Moreover, localization functionalities are a
fundamental component in immersive communications, at least in all situations
involving user mobility; in some cases, users are represented by robots moving
within a certain zone [1–3]. As pointed out, for example in [4], there are four common tasks
in immersive visualization, namely, localization, orientation, navigation, and
representation. Actually, many works on virtual immersive environments focus on
the task of having a user localize a specific target (e.g., an audio source)
[4–6]. However, equally important in such environments is
often the symmetric problem of localization of the user on the part of the
surrounding ambient technology (see, e.g., [7, 8]).
The problem of localization has been commonly solved
by using different approaches, which rely upon the environment where the system
has to operate. When the application is deployed in a wide outdoor environment,
GPS is the most ordinary approach: it works well when receivers are in wide
areas, but it can be useless in a more complex environment, such as narrow city
streets or indoor spaces [9].
Other solutions have been developed to overcome these
deficiencies: radio power maps and theoretical, or empirical, power-decrease
laws are often used to estimate the distance from known fixed positions, for
example by measuring received power from IEEE
access points or cellular base stations. For
indoor applications, also the approaches based on received power do not provide
enough accuracy, owing to environmental complexity. Improvements are obtained
when other techniques are adopted: solutions based on ultrasonics give better
results than radio approaches and turn out to be cheaper too.

# # # # #

*REQUIRED ACTIONS*.
1. Repeat the passage of the localization text from "[4–6]. However, equally" to "indoor spaces [9]." word for word.
2. Answer these questions from the localization text.
(a) What four common tasks in immersive visualization does it name?
(b) In which kinds of environments can GPS be useless?
(c) How do solutions based on ultrasonics compare with radio approaches?

(Location identification listing)
# # # # #

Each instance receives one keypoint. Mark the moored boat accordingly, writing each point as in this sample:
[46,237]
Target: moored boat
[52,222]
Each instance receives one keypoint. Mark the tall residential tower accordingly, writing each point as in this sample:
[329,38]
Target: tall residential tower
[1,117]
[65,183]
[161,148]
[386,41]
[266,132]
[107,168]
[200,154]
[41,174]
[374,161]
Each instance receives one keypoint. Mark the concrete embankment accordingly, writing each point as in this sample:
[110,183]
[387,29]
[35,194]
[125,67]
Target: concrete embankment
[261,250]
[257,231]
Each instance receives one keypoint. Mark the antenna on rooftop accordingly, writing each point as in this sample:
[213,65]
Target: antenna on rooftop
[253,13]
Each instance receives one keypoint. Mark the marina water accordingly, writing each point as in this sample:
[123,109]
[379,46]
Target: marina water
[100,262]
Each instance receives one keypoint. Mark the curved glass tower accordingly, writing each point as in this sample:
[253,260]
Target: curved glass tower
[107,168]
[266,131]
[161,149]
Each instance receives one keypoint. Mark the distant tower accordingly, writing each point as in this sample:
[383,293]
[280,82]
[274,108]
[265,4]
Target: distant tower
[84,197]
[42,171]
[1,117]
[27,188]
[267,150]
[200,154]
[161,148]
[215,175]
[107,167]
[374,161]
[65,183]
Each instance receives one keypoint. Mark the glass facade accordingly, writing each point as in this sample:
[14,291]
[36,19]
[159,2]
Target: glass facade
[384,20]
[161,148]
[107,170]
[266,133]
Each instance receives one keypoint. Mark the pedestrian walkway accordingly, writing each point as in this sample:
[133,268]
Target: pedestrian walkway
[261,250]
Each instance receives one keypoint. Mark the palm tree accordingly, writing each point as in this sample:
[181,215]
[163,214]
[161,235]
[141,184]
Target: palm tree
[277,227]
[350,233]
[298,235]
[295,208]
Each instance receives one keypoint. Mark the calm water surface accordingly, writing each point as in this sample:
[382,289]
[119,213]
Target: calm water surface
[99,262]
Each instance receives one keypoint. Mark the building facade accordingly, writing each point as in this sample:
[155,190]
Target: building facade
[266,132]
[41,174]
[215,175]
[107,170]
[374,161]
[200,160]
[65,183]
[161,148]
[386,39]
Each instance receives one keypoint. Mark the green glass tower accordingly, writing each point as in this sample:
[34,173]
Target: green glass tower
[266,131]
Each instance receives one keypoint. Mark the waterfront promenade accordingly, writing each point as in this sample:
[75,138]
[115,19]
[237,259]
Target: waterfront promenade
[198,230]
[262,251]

# # # # #

*ANSWERS TO THE PROBLEMS*.
1.
[4–6]. However, equally important in such environments is
often the symmetric problem of localization of the user on the part of the
surrounding ambient technology (see, e.g., [7, 8]).
The problem of localization has been commonly solved
by using different approaches, which rely upon the environment where the system
has to operate. When the application is deployed in a wide outdoor environment,
GPS is the most ordinary approach: it works well when receivers are in wide
areas, but it can be useless in a more complex environment, such as narrow city
streets or indoor spaces [9].

2.
(a) Localization, orientation, navigation, and representation.
(b) More complex environments, such as narrow city streets or indoor spaces.
(c) They give better results and turn out to be cheaper too.